▶ _Document passage_:
Former Memphis Sprouts employee suing for discrimination, retaliation

By Updated: March 14, 2019 11:45 PM CT | Published: March 14, 2019 3:53 PM CT

A former employee of Sprouts Farmers Market in Memphis and Germantown has filed suit against the Phoenix-based grocer for discrimination and retaliation.

The plaintiff, Maya McKenzie, alleges the company fired her based on her gender, race, pregnancy and in retaliation for complaining about sexual harassment, causing her lost wages and benefits, emotional stress and embarrassment, as well as damage to her professional and personal reputation.

“Sprouts’ culture is based on respect and dignity for everyone, and while we do not comment on pending litigation, we can assure you that we take these matters very seriously,” said Diego Romero, a Sprouts spokesperson, on Thursday. “Our team is actively investigating the matter and will respond in the best interest of our team members and customers.”

McKenzie’s complaint against Sprouts Farmers Market and SFM LLC was filed March 12 in the U.S. District Court of West Tennessee, Western Division.

The complaint requests a jury hearing and for her to receive back pay, lost benefits, compensatory and punitive damages (in amounts to be determined by the jury) and all costs, including expert witness fees and attorney fees.

According to the documents filed, McKenzie began working as an assistant manager at Sprouts’ Germantown location in February 2017, but was transferred in May to help open the new East Memphis location. 

The East Memphis store, located at 576 S. Perkins Road, opened in July 2017.

At the new location, the regional grocery manager regularly made "unwelcome and suggestive remarks" to McKenzie, including pulling her personal number from the office directory and inviting her to go to the strip club with him in June 2017, the complaint alleges. She declined the invitation. The complaint alleges the regional grocery manager and regional director had told McKenzie they visit strip clubs while traveling for work.

In June 2017, McKenzie was promoted to vitamin manager. Around that time, she became pregnant, something that she did not disclose to Sprouts.

According to the complaint, McKenzie had a miscarriage at work on or around July 12, 2017, due to the demands of her job. She took two days off, telling human resources the miscarriage was the basis of her leave, the complaint states.

The regional grocery manager was appointed interim regional vitamin manager in September 2017, becoming McKenzie’s direct supervisor.

In October 2017, the complaint alleges, the interim regional vitamin manager offered to pay McKenzie’s car note in exchange for sex. McKenzie declined. During the same conversation, the interim regional vitamin manager said that they felt that they had hired too many black people at the East Memphis location.

▶ _Problem description_: Continue the news story about the former Sprouts employee's lawsuit from the point where it stops.

▶ _Record list_:
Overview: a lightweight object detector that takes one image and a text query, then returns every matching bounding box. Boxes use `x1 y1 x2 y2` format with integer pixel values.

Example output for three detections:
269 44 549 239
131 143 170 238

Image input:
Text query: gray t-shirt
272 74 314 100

▶ _Result of the exercise_:
The complaint alleges the interim regional vitamin manager and regional director often stated the store hired too many “Memphis people,” which was a code to mean black employees. The interim regional vitamin manager said the store was failing, which he attributed to too many black employees and said they were planning to “white out the store,” according to the complaint.

The complaint states Sprouts fired at least 10 black employees over the course of the following year.

In November 2017, the complaint alleges, McKenzie reported the interim regional vitamin manager’s inappropriate behavior to a store manager who had been hired in October. The new store manager immediately reported the matter to senior personnel in Arizona.

After the report, the complaint alleges, a human resources representative flew from Arizona and met with McKenzie, as well as the interim regional vitamin manager and regional director. In late December, Sprouts hired an accounting employee from Arizona to serve as vitamin regional manager, serving as McKenzie’s new direct supervisor, according to the filing. From that point, McKenzie’s complaint alleges, the vitamin regional manager “began a campaign of retaliation against McKenzie that continued until McKenzie’s termination,” such as criticizing McKenzie’s business decisions.

McKenzie discovered she was pregnant on March 2, 2018, and immediately notified her supervisor, according to the documents. McKenzie said she would be unable to perform heavy lifting and would need time off for doctors’ appointments because her pregnancy was considered high risk due to her past miscarriage.

McKenzie was denied accommodations at work, her hours were decreased, but her demands increased, the filing states.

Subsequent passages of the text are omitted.